- Excerpted passage:
______
The Lago Agrio RICO trial got under way today in New York. Reuters has a pretty good summary. To the defendants’ dismay, Judge Kaplan is using a procedure that is not uncommon these days in bench trials: parties offer the direct testimony of their witnesses in affidavits, and the witnesses are then subject to live cross-examination. 1 So while we don’t have a transcript of testimony to report on today, we do have the first witness statement, the statement of Ricardo Reis Veiga, a senior Chevron in-house lawyer.
There is an interesting twist to the chronology of the witness statement. According to Veiga, the Ecuadoran government began persecuting him by bringing false criminal charges in 2003. (¶ 66). But Veiga also notes that President Correa didn’t come to power until 2006. (¶ 85). Here at Letters Blogatory, Chevron advocate Doug Cassel has dated the deterioration of the Ecuadoran judiciary from 2004. How can we make sense of this chronology? It seems to me that it may be at odds with one of Chevron’s themes, namely that at an early date Ecuador had an excellent judiciary that provided due process to litigants, but that sometime after the forum non conveniens dismissal—perhaps in 2004 according to Cassel—things turned bad in ways that Chevron could not have foreseen. If things were bad in 2003, then maybe things were bad before 2003, and maybe the case that Chevron should be deemed to have assumed the risk of unfavorable political developments in Ecuador is stronger than it seemed until now. The assumption of the risk argument is important to an argument I made a while ago but that no one on either side of the case seems to agree with: assuming there was fraud in the Ecuadoran proceedings, and leaving aside the role of the stipulation Chevron entered into as a condition of obtaining the forum non conveniens dismissal, there should be some kind of estoppel that prevents a party in Chevron’s situation from arguing that the courts of the state where the case was sent are systematically inadequate. I say that the argument may be stronger than it seemed because the strongest counter to the argument seemed to be an argument about the relevance of changed conditions in the foreign country. If conditions haven’t changed so dramatically, then that point seems weaker. But enough about my pet theory.
______
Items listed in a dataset
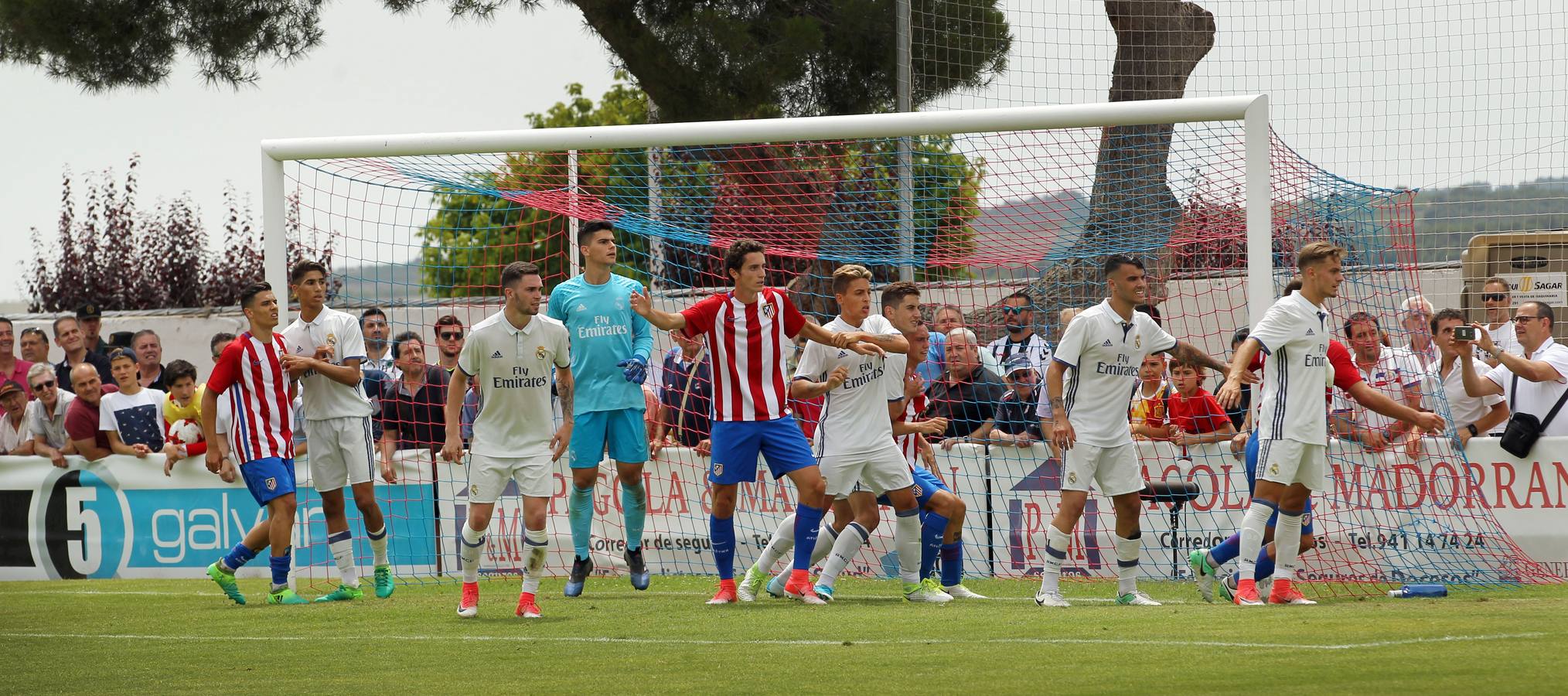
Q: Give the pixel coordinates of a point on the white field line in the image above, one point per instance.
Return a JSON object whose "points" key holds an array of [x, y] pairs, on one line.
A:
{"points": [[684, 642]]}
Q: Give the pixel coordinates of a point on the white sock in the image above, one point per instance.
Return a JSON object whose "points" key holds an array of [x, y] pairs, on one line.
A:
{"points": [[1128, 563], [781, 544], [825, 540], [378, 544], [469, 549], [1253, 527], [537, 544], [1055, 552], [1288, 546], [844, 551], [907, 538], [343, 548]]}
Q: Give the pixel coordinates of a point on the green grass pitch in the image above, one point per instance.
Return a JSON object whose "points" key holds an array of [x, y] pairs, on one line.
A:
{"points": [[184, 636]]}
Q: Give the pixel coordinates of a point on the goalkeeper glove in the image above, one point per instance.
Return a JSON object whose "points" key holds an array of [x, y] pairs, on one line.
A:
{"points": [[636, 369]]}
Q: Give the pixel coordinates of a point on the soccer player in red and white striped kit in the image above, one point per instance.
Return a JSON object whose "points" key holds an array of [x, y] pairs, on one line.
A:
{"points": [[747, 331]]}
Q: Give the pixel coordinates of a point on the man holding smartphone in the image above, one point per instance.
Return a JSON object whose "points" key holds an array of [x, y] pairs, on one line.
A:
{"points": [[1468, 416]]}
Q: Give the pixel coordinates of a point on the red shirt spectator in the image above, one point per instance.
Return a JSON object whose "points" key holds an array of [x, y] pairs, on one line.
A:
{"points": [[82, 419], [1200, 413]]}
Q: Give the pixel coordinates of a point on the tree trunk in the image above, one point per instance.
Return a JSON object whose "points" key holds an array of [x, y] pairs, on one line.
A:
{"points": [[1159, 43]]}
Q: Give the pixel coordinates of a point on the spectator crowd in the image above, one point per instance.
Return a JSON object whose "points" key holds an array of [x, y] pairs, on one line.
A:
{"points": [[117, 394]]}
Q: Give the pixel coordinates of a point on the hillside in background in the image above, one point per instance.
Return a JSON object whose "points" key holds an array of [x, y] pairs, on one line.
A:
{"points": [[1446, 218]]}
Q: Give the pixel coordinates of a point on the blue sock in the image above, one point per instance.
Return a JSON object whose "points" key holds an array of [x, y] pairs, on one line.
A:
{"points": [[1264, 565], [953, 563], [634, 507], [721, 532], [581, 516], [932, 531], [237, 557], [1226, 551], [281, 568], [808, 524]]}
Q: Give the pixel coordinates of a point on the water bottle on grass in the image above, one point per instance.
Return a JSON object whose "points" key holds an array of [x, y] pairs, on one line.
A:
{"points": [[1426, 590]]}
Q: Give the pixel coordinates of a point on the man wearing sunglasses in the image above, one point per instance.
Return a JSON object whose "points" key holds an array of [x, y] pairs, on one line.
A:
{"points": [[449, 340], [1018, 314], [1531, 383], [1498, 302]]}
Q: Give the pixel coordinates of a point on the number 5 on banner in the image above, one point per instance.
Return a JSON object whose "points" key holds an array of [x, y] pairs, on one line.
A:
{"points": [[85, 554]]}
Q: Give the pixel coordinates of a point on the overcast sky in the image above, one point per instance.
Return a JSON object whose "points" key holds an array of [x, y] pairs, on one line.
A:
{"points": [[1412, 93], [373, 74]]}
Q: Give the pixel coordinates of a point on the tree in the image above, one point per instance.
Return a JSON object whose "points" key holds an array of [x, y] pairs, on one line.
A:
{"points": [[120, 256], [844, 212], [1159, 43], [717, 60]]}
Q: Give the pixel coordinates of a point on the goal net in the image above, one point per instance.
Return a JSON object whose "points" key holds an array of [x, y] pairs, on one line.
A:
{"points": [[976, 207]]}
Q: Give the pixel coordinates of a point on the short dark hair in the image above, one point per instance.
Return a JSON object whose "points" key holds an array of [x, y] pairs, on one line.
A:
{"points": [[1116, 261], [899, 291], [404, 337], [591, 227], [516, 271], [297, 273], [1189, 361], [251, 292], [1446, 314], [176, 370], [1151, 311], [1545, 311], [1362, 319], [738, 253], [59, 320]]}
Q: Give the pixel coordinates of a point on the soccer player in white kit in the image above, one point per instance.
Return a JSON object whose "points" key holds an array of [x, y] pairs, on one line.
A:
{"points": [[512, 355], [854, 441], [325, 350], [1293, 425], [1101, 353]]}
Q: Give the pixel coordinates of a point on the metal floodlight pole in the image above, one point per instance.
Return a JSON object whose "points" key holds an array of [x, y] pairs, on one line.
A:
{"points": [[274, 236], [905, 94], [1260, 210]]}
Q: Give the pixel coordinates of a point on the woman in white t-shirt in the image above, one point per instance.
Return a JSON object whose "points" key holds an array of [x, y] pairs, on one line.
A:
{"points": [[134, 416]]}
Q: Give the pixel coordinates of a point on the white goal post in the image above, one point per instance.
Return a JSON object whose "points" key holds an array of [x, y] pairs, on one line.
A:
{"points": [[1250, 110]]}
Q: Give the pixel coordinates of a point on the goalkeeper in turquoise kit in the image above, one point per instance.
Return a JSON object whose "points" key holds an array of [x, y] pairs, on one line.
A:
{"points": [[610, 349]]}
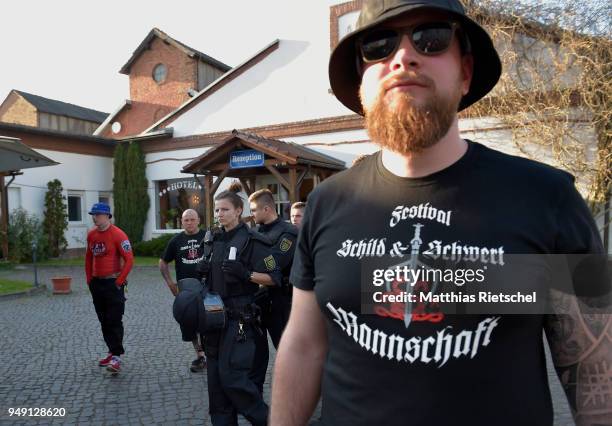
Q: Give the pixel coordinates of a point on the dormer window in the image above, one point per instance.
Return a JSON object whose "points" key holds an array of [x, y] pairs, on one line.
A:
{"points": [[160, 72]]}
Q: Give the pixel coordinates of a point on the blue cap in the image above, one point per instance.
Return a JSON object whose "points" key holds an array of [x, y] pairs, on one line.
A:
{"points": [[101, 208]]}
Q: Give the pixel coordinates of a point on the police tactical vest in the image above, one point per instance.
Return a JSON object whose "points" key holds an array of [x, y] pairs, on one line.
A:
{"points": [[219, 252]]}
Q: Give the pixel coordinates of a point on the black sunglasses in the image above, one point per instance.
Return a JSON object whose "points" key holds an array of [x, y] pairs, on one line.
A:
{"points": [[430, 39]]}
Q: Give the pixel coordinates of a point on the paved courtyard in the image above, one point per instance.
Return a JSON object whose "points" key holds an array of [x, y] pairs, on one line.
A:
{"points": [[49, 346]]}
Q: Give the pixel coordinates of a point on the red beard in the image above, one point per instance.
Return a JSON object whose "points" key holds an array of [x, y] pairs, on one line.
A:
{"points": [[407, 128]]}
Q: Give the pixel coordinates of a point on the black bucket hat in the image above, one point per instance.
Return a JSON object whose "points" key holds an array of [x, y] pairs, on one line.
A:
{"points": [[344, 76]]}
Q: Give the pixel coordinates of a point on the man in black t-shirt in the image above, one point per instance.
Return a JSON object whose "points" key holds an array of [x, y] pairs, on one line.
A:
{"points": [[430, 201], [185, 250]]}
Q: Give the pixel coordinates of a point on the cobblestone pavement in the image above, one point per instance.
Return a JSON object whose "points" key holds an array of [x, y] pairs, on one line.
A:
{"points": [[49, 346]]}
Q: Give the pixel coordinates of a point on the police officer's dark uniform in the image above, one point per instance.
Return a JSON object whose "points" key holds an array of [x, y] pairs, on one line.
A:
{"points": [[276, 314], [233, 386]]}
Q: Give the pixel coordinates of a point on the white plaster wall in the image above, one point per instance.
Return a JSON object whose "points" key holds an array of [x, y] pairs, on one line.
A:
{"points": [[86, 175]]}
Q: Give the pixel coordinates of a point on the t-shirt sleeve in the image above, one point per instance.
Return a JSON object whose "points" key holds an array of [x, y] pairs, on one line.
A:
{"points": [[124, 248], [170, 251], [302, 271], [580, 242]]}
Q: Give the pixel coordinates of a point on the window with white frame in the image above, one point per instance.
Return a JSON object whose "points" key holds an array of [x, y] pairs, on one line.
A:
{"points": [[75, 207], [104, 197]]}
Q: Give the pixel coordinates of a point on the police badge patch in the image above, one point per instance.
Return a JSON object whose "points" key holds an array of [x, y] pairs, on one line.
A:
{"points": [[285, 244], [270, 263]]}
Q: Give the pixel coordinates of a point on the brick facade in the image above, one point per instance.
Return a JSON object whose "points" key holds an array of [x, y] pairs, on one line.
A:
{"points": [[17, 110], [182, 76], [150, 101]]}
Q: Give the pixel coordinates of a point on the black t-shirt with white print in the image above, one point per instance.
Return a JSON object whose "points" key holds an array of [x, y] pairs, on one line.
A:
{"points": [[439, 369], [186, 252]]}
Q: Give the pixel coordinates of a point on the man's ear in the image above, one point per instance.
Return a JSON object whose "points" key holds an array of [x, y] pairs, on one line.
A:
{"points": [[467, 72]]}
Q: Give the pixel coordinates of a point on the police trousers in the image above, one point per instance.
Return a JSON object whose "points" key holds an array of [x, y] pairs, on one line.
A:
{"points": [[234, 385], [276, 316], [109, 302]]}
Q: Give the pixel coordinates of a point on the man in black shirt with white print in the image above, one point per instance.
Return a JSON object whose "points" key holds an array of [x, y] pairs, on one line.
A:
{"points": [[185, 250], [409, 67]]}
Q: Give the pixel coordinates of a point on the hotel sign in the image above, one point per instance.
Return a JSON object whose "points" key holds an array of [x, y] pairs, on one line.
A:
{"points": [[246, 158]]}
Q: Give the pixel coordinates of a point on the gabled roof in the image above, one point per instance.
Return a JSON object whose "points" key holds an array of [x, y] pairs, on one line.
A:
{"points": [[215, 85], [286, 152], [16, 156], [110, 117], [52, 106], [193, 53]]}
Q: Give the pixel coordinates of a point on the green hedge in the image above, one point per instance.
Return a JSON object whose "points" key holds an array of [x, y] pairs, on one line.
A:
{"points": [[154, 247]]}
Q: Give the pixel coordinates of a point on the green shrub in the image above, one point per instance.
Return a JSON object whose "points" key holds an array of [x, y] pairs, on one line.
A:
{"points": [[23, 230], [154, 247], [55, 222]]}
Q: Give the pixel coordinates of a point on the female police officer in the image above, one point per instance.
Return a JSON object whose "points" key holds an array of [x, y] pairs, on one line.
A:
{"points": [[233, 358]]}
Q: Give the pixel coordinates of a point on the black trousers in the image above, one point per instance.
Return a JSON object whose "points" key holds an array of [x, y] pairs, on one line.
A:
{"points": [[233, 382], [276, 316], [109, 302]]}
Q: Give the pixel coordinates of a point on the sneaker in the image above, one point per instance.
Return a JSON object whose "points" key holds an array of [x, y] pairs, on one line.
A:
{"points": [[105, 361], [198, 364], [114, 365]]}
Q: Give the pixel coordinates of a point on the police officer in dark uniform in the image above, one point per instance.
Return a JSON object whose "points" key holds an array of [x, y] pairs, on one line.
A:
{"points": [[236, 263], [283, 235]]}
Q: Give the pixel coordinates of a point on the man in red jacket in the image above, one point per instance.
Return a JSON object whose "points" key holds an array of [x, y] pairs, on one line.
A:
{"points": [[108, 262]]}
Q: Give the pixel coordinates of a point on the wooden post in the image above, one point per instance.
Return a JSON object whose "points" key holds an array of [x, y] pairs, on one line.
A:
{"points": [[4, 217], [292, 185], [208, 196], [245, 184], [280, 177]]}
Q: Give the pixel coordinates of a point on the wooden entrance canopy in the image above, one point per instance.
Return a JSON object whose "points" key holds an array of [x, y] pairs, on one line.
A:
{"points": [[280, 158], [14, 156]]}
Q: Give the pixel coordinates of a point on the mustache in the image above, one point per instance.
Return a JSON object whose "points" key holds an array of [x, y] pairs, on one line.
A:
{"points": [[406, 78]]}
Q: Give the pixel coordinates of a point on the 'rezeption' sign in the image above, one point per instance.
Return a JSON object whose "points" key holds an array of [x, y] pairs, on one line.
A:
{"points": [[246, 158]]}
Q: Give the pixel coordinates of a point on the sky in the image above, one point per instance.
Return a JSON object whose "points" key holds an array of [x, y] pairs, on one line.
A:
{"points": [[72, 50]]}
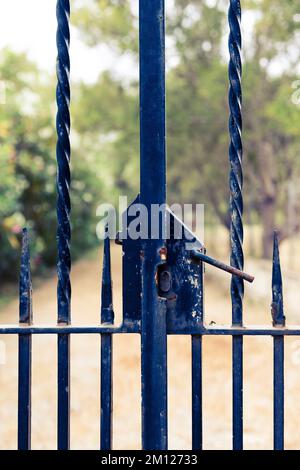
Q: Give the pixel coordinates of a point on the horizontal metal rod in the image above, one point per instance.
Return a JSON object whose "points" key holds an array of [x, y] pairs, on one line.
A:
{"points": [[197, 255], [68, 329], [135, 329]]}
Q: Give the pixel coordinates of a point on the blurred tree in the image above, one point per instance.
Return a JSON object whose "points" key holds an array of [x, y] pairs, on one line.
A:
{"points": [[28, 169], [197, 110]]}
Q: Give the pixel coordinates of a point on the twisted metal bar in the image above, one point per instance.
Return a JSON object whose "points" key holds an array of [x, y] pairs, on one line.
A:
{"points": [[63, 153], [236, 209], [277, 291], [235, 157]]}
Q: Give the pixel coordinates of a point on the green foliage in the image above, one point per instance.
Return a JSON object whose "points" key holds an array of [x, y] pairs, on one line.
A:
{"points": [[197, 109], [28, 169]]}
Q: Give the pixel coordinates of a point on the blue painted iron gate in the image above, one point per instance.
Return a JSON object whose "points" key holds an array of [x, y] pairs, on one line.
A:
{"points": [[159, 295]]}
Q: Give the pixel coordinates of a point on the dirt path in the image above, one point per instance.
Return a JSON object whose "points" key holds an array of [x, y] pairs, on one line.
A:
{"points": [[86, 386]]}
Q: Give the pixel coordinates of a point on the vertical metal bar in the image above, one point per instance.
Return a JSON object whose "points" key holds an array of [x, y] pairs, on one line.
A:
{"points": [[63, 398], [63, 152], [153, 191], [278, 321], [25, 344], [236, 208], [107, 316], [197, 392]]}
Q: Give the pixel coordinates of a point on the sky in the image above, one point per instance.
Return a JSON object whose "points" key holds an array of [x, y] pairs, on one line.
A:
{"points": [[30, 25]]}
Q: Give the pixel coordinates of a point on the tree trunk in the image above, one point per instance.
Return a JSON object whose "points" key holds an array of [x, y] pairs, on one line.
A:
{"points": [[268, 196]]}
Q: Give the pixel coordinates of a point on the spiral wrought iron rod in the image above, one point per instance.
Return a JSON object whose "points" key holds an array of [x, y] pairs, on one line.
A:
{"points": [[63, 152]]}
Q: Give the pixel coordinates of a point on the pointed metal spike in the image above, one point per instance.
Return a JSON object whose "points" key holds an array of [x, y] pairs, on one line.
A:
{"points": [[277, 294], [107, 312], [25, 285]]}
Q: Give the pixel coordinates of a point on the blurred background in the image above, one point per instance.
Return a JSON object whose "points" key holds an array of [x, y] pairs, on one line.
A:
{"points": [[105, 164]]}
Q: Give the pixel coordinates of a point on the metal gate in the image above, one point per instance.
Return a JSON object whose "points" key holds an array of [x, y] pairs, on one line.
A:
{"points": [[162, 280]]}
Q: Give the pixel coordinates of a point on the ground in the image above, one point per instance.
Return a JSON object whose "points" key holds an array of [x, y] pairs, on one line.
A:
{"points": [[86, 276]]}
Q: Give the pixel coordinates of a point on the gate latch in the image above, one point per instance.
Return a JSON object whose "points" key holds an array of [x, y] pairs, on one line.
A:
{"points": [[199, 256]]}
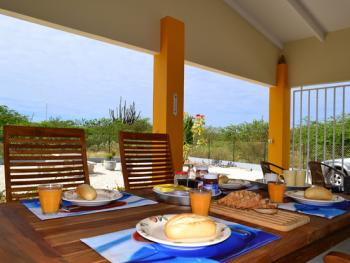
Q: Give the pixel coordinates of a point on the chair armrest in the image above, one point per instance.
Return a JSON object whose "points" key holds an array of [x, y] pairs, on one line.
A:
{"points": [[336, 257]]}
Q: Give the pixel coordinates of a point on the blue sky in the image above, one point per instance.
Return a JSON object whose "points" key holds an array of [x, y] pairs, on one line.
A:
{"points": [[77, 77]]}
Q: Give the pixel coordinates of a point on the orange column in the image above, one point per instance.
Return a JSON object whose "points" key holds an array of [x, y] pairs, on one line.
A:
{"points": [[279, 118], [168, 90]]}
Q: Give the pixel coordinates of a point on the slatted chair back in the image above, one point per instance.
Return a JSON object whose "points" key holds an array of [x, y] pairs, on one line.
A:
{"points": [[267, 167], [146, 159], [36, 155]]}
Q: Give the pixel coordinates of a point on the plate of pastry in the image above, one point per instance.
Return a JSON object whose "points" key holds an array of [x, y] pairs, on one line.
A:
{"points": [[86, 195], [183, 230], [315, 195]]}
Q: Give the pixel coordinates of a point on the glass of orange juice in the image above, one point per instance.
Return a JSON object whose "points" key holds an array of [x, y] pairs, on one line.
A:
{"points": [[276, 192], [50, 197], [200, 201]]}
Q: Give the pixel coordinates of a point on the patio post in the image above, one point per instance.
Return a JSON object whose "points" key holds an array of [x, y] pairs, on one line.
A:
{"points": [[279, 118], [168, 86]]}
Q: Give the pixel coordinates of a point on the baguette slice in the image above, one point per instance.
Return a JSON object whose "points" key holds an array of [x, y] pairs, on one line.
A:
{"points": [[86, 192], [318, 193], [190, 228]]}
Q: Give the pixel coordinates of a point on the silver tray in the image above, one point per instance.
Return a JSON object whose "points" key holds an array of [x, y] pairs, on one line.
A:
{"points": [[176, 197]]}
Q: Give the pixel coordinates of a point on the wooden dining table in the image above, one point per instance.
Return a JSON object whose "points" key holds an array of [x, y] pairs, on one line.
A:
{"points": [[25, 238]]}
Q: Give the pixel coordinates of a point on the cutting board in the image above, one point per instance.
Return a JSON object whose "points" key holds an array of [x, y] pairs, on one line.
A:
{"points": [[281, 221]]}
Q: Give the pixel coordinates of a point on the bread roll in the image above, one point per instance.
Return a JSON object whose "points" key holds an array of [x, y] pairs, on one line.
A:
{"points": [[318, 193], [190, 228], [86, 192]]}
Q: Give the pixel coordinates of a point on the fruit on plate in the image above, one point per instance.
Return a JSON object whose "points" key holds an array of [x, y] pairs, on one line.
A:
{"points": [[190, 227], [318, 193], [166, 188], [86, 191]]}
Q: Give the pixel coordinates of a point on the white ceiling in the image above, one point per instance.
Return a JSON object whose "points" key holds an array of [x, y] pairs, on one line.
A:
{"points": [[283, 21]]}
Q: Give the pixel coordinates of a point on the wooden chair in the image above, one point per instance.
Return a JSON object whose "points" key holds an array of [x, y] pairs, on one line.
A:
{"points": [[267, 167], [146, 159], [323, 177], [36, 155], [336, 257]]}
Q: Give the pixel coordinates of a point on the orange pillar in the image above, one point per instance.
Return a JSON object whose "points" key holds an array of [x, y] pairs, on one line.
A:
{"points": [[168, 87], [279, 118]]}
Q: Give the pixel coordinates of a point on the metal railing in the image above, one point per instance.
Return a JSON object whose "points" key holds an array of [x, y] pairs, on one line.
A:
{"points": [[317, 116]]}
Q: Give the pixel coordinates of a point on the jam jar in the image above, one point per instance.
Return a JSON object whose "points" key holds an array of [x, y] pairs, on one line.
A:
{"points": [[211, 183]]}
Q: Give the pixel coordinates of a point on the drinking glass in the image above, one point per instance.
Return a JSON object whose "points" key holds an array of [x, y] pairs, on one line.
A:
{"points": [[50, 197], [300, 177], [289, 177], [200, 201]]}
______
- Direction 1:
In the blog post about the Lago Agrio trial, whose statement was the first witness statement?
- Direction 2:
Transcribe the part of the blog post about the Lago Agrio trial starting at "The Lago Agrio" and ending at "Chevron in-house lawyer.".

- Task answer 1:
Ricardo Reis Veiga, a senior Chevron in-house lawyer.

- Task answer 2:
The Lago Agrio RICO trial got under way today in New York. Reuters has a pretty good summary. To the defendants’ dismay, Judge Kaplan is using a procedure that is not uncommon these days in bench trials: parties offer the direct testimony of their witnesses in affidavits, and the witnesses are then subject to live cross-examination. 1 So while we don’t have a transcript of testimony to report on today, we do have the first witness statement, the statement of Ricardo Reis Veiga, a senior Chevron in-house lawyer.